Reproduce all of the records exactly.

* START Data supplied *

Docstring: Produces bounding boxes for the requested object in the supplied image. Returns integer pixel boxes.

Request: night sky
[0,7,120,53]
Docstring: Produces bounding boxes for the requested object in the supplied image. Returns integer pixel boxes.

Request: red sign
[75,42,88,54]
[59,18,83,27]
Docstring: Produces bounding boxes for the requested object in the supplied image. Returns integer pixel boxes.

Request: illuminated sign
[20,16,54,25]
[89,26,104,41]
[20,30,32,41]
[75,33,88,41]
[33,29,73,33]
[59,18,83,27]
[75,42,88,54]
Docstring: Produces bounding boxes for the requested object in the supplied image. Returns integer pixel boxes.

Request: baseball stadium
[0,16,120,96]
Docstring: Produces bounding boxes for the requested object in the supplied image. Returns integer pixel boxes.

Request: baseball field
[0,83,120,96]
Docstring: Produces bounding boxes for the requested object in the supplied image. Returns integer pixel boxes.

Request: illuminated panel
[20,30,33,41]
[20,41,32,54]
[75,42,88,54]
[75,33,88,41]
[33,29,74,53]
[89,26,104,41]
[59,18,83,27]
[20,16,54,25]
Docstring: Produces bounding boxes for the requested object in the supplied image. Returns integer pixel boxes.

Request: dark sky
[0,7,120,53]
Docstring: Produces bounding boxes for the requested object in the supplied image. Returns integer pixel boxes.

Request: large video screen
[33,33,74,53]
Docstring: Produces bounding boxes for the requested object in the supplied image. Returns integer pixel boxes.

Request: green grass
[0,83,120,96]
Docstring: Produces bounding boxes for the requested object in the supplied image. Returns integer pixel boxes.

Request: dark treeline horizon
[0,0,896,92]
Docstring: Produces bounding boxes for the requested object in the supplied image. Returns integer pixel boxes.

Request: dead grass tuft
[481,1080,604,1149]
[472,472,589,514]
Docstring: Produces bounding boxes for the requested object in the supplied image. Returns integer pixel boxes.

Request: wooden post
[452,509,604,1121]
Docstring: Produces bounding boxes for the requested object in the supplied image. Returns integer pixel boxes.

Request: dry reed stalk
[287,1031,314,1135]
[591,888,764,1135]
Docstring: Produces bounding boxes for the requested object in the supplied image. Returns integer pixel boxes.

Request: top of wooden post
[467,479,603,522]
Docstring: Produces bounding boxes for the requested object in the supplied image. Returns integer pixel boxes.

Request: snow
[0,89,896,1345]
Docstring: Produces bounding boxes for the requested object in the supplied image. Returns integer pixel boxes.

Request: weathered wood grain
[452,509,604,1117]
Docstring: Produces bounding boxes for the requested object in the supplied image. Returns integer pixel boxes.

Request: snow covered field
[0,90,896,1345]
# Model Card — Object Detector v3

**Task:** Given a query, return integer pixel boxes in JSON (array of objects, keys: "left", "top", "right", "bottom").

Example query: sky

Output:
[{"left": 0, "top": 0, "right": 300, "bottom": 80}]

* END Data supplied *

__Result of the exercise__
Docstring: Produces bounding boxes for the requested object in the supplied image. Returns integer pixel boxes.

Request: night sky
[0,7,120,53]
Docstring: Produces bounding boxes for the requested object in the supplied image. Returns integer pixel boxes.

Request: red sign
[75,42,88,54]
[59,18,83,27]
Docstring: Produces bounding boxes for the requested object in the supplied image. Returns integer pixel boxes.

Request: illuminated sign
[20,16,54,25]
[89,26,104,41]
[20,30,32,41]
[75,33,88,41]
[33,29,73,33]
[59,18,83,27]
[75,42,88,54]
Docstring: Produces bounding boxes for the requested object in the supplied image. Returns integer pixel boxes.

Request: baseball stadium
[0,16,120,96]
Docstring: Produces bounding boxes for the requested object in the supplied image. Returns integer pixel boxes.

Request: baseball field
[0,83,120,96]
Docstring: Produces bounding boxes for the requested object in the supplied image. Returns integer pixel boxes.

Request: illuminated panel
[20,30,33,41]
[20,41,32,54]
[75,42,88,54]
[75,33,88,41]
[33,29,74,53]
[89,26,104,41]
[59,18,83,27]
[20,16,54,25]
Docstring: Produces bounding boxes for the requested object in the supplied image. Returns integer pixel boxes.

Request: dark sky
[0,7,120,53]
Docstring: Produces bounding boxes for the requested object in the supplied image. Returns integer pixel boxes.

Request: large video screen
[33,33,74,53]
Docstring: Produces bounding boxes for the requested object in the supplied image. Returns integer pixel boxes.

Request: green grass
[0,83,120,96]
Docstring: Produces bounding boxes for the requested object in the supplied image. Returns integer pixel boxes.

Request: dark treeline horizon
[0,0,896,92]
Docstring: Produces bounding boxes for the requested object in the supplied image. Returns integer pixel boxes.

Request: dead grass tuft
[481,1080,604,1149]
[472,472,589,514]
Docstring: Produces bounding boxes for the requested object in the supplied image. Returns integer pixel boxes.

Request: wooden post
[452,509,604,1121]
Docstring: Produces bounding boxes for the requested object in the supplied image. Returns integer pixel boxes.

Request: dry reed stalk
[287,1031,314,1135]
[591,888,764,1135]
Docstring: Produces bounding boxes for the requested object in the supplied image. Returns integer pixel boxes.

Request: top of wooden post
[467,479,603,522]
Docstring: Produces bounding boxes for the requested object in the supplied image. Returns integer pixel boxes.

Request: snow
[0,89,896,1345]
Docstring: Produces bounding boxes for the requested object in the supplied image. Returns integer pixel boxes.

Request: weathered wood grain
[452,509,604,1117]
Docstring: Produces bounding boxes for the requested object in the supplied image. Returns integer pixel boxes.

Request: snow covered field
[0,90,896,1345]
# Model Card — Object Detector v3

**Task:** Given a query, return integer pixel boxes in JSON (array of objects, keys: "left", "top", "right", "bottom").

Example query: sky

Output:
[{"left": 0, "top": 0, "right": 300, "bottom": 80}]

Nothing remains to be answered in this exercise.